Saved entries

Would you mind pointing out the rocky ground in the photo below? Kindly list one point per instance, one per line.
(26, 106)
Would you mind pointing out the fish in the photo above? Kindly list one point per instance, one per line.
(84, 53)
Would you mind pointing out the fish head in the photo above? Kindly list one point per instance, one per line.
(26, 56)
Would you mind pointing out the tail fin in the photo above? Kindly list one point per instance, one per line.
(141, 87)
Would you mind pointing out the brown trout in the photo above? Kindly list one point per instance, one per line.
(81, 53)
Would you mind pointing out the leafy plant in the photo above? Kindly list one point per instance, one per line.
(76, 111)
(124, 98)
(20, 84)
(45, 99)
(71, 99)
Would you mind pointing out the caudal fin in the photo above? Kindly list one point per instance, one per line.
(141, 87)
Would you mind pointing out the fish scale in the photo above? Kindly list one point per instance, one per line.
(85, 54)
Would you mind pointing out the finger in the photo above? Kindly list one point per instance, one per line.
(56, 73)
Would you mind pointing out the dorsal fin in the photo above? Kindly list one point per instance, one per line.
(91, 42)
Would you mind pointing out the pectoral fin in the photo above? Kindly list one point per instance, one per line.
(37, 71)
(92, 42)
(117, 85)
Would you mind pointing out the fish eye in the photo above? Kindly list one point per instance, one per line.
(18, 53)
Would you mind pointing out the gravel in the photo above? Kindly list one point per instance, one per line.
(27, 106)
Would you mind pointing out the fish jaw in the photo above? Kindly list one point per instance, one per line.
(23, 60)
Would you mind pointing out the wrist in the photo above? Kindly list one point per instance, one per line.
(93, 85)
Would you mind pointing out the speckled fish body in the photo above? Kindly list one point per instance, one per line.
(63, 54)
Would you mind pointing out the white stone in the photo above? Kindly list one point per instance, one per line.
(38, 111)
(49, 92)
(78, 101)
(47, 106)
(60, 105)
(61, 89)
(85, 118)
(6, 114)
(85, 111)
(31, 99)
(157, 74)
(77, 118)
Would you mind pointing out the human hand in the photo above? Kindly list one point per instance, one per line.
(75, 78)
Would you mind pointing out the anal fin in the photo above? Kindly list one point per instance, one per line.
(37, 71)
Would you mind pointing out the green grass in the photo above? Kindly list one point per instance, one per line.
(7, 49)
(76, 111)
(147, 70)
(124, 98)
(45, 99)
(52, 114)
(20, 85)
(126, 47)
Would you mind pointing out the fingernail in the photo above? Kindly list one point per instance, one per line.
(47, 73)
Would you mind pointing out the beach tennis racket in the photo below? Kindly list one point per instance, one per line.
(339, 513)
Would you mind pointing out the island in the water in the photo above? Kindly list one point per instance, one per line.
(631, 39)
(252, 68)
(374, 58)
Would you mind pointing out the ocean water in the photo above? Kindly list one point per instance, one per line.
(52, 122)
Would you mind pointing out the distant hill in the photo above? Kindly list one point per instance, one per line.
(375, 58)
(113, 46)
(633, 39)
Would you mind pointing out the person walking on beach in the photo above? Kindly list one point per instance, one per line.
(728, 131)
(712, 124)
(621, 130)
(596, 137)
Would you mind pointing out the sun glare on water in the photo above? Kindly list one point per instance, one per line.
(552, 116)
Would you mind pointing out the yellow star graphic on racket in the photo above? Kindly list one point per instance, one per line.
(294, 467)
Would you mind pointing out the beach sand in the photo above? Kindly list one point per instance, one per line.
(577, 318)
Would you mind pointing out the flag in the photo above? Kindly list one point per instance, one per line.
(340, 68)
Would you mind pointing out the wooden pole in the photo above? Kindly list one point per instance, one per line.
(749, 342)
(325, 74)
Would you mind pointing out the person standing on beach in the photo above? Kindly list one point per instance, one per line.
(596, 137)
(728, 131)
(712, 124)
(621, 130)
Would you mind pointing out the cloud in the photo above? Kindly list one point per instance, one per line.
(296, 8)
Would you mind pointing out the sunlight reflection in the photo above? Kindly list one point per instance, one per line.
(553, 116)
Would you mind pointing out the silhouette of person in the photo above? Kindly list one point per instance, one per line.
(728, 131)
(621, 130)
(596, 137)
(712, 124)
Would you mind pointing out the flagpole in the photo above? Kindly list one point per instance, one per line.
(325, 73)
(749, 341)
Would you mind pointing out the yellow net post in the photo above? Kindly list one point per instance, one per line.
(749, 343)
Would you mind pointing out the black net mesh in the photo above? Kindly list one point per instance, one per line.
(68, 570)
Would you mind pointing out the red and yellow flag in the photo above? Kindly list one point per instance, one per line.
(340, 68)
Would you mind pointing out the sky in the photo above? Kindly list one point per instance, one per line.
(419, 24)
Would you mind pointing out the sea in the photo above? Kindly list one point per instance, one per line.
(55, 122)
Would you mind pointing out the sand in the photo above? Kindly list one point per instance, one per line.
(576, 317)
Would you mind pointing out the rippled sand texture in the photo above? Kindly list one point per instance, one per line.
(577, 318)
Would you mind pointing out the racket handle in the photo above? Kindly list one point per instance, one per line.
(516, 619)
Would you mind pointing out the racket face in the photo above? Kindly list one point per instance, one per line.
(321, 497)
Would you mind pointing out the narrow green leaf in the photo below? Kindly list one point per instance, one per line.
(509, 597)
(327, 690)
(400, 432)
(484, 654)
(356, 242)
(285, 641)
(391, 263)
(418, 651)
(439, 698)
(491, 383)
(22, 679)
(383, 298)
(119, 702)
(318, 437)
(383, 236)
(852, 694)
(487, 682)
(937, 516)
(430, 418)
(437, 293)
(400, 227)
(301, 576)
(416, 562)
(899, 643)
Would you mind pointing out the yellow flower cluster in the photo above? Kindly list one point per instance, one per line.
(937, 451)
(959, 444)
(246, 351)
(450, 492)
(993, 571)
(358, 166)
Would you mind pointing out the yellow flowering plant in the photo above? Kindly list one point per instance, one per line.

◆ **To do**
Take the records shown above and output them again exactly.

◆ **Output for this exercise**
Would you mind pointing out the rocky ground in the photo below? Kindly list one point per instance, one per line.
(26, 106)
Would you mind pointing out the fish in the photo above? Kindly list one point per instance, one per line.
(84, 53)
Would you mind pointing out the fish head in the photo above? Kindly list one point per instance, one per line.
(26, 56)
Would you mind pointing out the tail fin in the photo above? Kindly list one point per instance, one per line.
(141, 87)
Would you mind pointing out the brown trout in the photo above? Kindly list one point per instance, one per line.
(81, 53)
Would you mind pointing out the leafy plant in the photo above? Kindly list one point per instance, one per line.
(76, 111)
(124, 98)
(20, 84)
(45, 99)
(71, 99)
Would you mind pointing out the caudal fin in the photo above? Kindly list one point per instance, one per line.
(141, 87)
Would you mind pointing out the fish scale in the photo above? Kindly list one point per instance, one per line.
(85, 54)
Would you mind pointing out the finger in the photo above? Kindly list one point per instance, one per line.
(56, 73)
Would you mind pointing out the dorsal fin in the photo above? Kindly list one point per instance, one per line.
(91, 42)
Would you mind pointing out the pectoral fin in the photo above? Kindly list one point per instance, one per line.
(37, 71)
(92, 42)
(117, 85)
Would you mind pointing out the fish eye in the photo above? Kindly list one point per instance, one per line.
(18, 53)
Would you mind pointing out the gravel in the photo above? Kindly list one point per instance, one per line.
(27, 106)
Would you mind pointing out the fish jaw in the photo above? Kindly list one point per instance, one per line.
(23, 60)
Would you mind pointing out the wrist in the photo above? Kindly list one point per instance, one per line.
(93, 85)
Would you mind pointing out the speckled fish body in the photo above? Kindly list one point per instance, one per line.
(63, 54)
Would you mind pointing out the white stone in the photo above? Kindly list one point per instance, one per line.
(38, 111)
(49, 92)
(78, 101)
(47, 106)
(60, 105)
(61, 89)
(85, 118)
(6, 114)
(85, 111)
(31, 99)
(157, 74)
(77, 118)
Would you mind pointing out the human hand in the photo above? Kindly list one point per instance, one per line.
(75, 78)
Would you mind pointing out the anal fin in the photo above? Kindly list one point per instance, one per line.
(37, 71)
Would you mind pointing out the green grass in the photo above? Kindly list one point per instance, one per line.
(7, 49)
(76, 111)
(147, 70)
(124, 98)
(45, 99)
(52, 114)
(20, 85)
(126, 47)
Would you mind pointing out the fingernail in the photo above? Kindly list one point per instance, one per line.
(47, 73)
Would you mind pointing out the beach tennis racket in the photo below? Kindly list one point per instance, one per line.
(339, 513)
Would you mind pointing out the island in the water in the photo above? Kindly list one point per instance, one per line.
(631, 39)
(252, 68)
(374, 58)
Would you mind pointing out the ocean water in the photo above? Kindly list one point per instance, one per line.
(52, 122)
Would you mind pointing out the distant hill in the photo above? Kindly list one point per instance, one per line.
(375, 58)
(113, 46)
(633, 39)
Would you mind pointing out the person walking on beach in the photo above? Kindly list one point per instance, one per line.
(728, 131)
(712, 124)
(621, 130)
(596, 137)
Would you mind pointing out the sun glare on water in the photo above? Kindly list one point per instance, one per line.
(552, 116)
Would you mind pointing out the yellow star graphic on racket in the photo above? Kindly list one point per instance, one per line.
(294, 467)
Would you mind pointing out the beach sand in the photo above? Kindly list one point per instance, one per line.
(577, 318)
Would you mind pointing out the flag in the photo above? Kindly list one point per instance, one per line.
(340, 68)
Would you mind pointing out the wooden pole in the photo above? Kindly list one point per instance, one per line.
(749, 342)
(325, 74)
Would you mind pointing out the person standing on beach in the photo above? Kindly list one point per instance, one per line.
(596, 137)
(728, 131)
(712, 124)
(621, 130)
Would you mind pointing out the cloud in the photo above? Kindly list one point per instance, one per line.
(296, 8)
Would you mind pointing out the sunlight reflection in the photo above? Kindly list one point per instance, one per line.
(553, 116)
Would you mind pointing out the silhouette of person in the photo above? Kindly list one point per instance, one per line.
(728, 131)
(621, 130)
(596, 137)
(712, 124)
Would you mind pointing out the flagpole in the photo above? Kindly list one point per instance, one per line.
(325, 73)
(749, 341)
Would you mind pointing out the yellow net post in the photo above? Kindly list one point per instance, one per line.
(749, 343)
Would you mind pointing out the black net mesh in the photo above? Kindly list one point per instance, one per line.
(68, 570)
Would you mind pointing out the red and yellow flag in the photo above? Kindly list one point per instance, one per line.
(340, 68)
Would you mind pointing out the sky in the photo above? Kindly list one point per instance, one per line.
(419, 24)
Would you mind pointing out the sea in the photo above? Kindly list one point per instance, one per line.
(55, 122)
Would you mind pointing out the sand in the photo above? Kindly list one point per instance, one per line.
(576, 317)
Would you mind pointing out the rippled sand texture in the photo above? Kindly list one point per instance, one per line.
(577, 318)
Would you mind pointing out the racket handle in the photo above? Kindly list one point per instance, one per line.
(516, 619)
Would you mind pointing out the racket face in the photo above? Kindly list one point per instance, one per line.
(321, 497)
Would you mind pointing out the narrow green leaf in the photo below? Kindly list one point per instance, one per line.
(509, 597)
(327, 690)
(400, 432)
(484, 654)
(356, 242)
(285, 641)
(391, 263)
(418, 651)
(439, 698)
(491, 383)
(22, 679)
(383, 298)
(119, 702)
(318, 437)
(383, 236)
(852, 694)
(487, 682)
(937, 516)
(430, 418)
(437, 293)
(400, 227)
(301, 576)
(416, 562)
(899, 643)
Would you mind pointing out the yellow flower cluster in the photo above? Kindly list one point per instance, one per line.
(937, 451)
(959, 444)
(246, 351)
(450, 492)
(993, 571)
(358, 166)
Would you mind pointing out the yellow flowering plant in the photo above? Kindly list one point per instance, one per line.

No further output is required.